Directions:
a) In the forum posts below, which places are named in the account of the twins' birth?
b) Do these statements agree with the forum posts below? (i) The woman was 24 weeks pregnant with twins. (ii) Both twins were born in the lift. (iii) Someone else was in the back with the writer during the delivery. Answer yes or no for each, quoting the words that decide it.

Extract provided:
Haven't spoken to you in a while - drop me a text some time, let me know how you're getting on.
Hugs
:-)
NM,
Nightmare job, nothing much anyone could have done though! It sounds like you have a lovely doc to support you!
I had one a bit like that too.
Woman, 24 weeks pregnant with twins. Wanting to push!! 14th floor of a block of flats!!!! First twin came out whilst she was on the carry chair coming down in the lift (oh crap, what do I do with this???) en route to a&e she said the other one was coming. I asked her to try and pant and not push but it just popped out. Me by myself in the back, 2 very prem babies. I normally tell whoever is driving to "take it steady" when using blues, but I distinctly remember on this one occassion saying " put your f@$king foot down NOW!!!" As I said, nightmare jobs!!!
Oh, jeezus, NM, as a mother that had to have been traumatic for you! We both know that sometimes bad things happen . . . but knowing that doesn't always help, does it? You did everything you possibly could, and I'm sure your presence must've been a comfort for that young woman. Sending some cyber-hugs your way....

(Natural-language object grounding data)
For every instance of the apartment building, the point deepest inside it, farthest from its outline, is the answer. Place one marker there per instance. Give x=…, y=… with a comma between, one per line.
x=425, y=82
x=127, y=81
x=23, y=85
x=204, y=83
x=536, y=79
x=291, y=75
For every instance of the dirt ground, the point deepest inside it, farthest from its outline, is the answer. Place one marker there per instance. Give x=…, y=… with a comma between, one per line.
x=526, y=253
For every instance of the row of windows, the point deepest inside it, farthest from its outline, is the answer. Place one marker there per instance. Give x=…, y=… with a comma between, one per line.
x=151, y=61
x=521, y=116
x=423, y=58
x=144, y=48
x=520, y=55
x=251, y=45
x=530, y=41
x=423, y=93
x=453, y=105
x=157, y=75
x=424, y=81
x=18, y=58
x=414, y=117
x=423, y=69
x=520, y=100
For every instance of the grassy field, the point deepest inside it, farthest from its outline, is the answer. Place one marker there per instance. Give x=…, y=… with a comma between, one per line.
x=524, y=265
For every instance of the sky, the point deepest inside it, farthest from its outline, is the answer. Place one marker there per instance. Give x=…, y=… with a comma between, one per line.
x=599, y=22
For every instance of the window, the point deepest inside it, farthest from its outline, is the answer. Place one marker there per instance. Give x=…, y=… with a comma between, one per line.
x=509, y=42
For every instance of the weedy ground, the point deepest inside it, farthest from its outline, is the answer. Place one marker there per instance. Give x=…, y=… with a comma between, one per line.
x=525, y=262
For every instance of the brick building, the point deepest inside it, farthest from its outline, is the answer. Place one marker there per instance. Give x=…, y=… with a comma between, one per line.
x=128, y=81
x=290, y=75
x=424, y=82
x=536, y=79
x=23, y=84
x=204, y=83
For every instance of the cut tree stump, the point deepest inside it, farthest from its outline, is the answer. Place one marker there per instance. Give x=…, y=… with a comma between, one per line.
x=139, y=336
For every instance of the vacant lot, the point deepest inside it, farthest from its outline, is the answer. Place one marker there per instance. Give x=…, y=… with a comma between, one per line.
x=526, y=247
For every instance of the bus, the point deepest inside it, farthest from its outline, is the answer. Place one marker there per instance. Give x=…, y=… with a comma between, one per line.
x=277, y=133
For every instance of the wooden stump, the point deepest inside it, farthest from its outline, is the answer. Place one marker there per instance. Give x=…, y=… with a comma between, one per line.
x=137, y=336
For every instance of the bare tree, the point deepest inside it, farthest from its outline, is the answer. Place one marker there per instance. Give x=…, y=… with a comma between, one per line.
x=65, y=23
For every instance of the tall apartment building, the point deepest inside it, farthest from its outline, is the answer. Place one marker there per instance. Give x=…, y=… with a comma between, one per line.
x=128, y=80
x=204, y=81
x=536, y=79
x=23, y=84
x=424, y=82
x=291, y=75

Answers for the tasks:
a)
- 14th floor of a block of flats
- the lift
- a&e
- the back

b)
(i) Yes: "Woman, 24 weeks pregnant with twins."
(ii) No: "First twin came out whilst she was on the carry chair coming down in the lift" and "en route to a&e she said the other one was coming."
(iii) No: "Me by myself in the back, 2 very prem babies."